# WHAT YOU WILL DO
Each line from the one that contains "For every instance of the player's hand, the" to the end of the material must be set down exactly, and no line before it.

****************************************

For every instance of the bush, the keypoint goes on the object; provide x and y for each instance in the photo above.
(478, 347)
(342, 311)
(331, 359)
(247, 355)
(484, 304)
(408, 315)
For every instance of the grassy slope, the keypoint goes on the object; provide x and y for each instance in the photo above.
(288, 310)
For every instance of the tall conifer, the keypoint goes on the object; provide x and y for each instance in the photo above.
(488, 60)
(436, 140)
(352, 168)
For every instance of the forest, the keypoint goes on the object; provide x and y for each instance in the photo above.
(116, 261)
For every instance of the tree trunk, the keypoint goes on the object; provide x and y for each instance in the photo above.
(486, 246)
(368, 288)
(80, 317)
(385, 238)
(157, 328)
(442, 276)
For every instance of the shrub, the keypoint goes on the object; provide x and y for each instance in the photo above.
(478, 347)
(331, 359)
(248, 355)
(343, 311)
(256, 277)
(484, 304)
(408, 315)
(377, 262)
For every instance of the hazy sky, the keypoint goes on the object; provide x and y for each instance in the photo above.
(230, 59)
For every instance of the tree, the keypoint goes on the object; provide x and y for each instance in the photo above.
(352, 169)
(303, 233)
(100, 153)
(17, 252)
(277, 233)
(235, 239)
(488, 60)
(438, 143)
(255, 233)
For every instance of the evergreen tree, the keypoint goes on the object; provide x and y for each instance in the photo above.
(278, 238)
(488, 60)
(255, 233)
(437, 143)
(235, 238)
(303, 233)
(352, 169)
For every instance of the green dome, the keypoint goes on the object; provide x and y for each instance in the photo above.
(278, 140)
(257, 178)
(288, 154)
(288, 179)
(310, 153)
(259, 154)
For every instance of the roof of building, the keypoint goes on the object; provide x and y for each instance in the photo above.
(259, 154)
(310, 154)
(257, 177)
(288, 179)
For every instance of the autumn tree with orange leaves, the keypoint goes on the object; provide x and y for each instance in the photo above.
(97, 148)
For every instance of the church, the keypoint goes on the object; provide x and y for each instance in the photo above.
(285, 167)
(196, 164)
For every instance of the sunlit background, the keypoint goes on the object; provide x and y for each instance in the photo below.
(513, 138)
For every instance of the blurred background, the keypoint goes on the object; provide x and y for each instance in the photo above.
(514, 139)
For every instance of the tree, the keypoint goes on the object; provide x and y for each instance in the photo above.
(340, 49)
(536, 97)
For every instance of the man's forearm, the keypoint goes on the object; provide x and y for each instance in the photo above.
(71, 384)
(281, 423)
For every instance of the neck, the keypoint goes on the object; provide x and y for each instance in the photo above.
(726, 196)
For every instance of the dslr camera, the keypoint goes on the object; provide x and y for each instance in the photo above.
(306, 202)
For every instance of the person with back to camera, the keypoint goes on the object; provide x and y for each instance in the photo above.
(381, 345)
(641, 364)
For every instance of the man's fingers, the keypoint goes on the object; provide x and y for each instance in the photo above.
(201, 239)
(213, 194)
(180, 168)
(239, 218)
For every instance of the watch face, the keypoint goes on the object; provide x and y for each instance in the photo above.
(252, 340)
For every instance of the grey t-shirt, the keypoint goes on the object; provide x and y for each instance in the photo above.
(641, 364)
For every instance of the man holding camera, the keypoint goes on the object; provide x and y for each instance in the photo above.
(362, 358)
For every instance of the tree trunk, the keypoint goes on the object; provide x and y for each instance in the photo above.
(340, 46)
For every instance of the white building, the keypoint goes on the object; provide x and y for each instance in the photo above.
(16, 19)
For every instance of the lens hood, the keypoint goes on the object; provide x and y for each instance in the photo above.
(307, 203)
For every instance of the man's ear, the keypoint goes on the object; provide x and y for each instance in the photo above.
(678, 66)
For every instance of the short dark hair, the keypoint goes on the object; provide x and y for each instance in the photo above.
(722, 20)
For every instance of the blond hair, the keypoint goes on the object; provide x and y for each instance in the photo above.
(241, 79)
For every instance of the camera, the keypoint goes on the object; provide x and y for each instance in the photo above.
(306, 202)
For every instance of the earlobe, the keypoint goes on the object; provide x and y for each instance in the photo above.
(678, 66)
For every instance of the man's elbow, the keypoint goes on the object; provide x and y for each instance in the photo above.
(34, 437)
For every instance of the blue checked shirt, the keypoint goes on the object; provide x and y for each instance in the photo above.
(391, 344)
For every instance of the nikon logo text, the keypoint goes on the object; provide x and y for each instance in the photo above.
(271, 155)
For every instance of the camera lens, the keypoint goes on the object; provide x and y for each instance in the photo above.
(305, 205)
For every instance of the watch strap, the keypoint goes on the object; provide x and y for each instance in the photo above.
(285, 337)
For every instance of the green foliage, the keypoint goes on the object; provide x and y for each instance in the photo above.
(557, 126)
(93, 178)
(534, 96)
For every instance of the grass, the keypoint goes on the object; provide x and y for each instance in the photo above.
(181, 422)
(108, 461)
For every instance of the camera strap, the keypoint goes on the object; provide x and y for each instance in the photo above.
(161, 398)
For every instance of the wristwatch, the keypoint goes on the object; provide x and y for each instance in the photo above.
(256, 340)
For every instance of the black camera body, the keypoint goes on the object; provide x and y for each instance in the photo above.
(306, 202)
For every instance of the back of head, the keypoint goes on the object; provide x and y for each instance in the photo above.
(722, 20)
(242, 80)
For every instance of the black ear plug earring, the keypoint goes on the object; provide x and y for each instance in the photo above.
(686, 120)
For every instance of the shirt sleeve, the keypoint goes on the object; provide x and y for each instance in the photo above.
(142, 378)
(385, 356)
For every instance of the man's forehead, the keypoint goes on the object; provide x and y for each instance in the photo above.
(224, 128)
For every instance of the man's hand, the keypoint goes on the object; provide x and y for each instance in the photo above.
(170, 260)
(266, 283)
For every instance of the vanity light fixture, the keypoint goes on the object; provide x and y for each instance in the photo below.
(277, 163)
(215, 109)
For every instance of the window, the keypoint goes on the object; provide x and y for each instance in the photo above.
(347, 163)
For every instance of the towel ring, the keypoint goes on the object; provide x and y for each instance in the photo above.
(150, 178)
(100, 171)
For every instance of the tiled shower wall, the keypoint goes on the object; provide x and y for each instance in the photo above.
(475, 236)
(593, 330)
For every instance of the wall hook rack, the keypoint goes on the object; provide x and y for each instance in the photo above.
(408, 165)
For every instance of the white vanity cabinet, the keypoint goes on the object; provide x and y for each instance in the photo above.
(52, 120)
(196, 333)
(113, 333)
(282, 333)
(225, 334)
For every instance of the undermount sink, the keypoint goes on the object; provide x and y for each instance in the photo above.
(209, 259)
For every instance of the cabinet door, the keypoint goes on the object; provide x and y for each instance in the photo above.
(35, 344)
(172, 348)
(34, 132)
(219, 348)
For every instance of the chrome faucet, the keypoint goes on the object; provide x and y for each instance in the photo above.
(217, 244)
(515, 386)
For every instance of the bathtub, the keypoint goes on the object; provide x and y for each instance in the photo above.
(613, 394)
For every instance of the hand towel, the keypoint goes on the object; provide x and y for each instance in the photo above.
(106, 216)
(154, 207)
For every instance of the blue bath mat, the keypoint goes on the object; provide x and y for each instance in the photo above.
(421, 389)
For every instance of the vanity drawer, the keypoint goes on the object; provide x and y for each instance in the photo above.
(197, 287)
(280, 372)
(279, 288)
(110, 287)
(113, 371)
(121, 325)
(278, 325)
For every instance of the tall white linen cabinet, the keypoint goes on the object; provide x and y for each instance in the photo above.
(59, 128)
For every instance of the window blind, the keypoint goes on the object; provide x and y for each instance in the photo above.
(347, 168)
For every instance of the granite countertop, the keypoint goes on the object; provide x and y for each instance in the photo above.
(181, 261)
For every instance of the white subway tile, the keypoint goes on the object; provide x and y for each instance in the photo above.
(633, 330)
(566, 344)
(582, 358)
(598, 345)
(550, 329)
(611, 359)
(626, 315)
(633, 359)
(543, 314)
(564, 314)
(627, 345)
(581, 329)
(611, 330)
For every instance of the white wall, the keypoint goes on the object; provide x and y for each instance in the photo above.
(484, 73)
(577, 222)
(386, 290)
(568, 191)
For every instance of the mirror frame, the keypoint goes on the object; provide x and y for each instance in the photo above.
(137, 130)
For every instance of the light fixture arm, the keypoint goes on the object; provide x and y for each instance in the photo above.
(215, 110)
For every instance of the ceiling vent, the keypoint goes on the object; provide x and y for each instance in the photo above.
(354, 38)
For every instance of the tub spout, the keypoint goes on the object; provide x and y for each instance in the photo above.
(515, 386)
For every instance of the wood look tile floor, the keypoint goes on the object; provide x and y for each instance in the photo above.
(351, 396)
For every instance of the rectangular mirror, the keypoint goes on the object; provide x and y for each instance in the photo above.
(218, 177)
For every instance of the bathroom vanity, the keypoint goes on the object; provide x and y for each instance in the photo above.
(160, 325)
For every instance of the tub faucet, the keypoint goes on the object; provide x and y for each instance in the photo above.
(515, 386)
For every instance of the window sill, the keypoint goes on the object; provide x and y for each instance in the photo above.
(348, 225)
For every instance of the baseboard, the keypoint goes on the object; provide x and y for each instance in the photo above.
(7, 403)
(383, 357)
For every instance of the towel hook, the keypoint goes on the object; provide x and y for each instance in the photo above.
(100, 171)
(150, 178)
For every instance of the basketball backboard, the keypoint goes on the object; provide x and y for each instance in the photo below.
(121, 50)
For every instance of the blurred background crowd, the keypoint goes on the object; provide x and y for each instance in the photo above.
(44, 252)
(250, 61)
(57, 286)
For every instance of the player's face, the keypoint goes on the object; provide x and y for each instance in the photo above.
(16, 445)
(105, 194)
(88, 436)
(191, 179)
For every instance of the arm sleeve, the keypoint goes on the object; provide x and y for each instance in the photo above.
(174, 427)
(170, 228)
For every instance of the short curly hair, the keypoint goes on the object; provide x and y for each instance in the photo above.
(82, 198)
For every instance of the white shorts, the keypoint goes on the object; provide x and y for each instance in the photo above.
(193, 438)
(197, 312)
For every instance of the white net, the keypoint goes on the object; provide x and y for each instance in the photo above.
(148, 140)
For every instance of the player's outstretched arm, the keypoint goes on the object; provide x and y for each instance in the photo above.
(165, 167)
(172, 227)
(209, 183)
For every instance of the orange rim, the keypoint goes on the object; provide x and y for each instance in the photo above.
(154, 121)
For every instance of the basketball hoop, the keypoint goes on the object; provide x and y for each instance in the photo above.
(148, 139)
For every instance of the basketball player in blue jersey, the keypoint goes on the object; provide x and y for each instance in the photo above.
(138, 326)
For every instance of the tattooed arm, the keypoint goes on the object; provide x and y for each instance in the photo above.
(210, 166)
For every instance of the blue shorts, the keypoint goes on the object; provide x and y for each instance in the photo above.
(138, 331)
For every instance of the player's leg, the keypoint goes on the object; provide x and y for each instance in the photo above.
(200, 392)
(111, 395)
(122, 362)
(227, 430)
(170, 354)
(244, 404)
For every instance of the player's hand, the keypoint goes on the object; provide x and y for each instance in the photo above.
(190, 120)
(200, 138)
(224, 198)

****************************************

# OUTPUT FOR THIS TASK
For every instance of the player's hand, the keypoint goes on the object; provide x and y for each instance in the photo above.
(190, 120)
(200, 138)
(224, 198)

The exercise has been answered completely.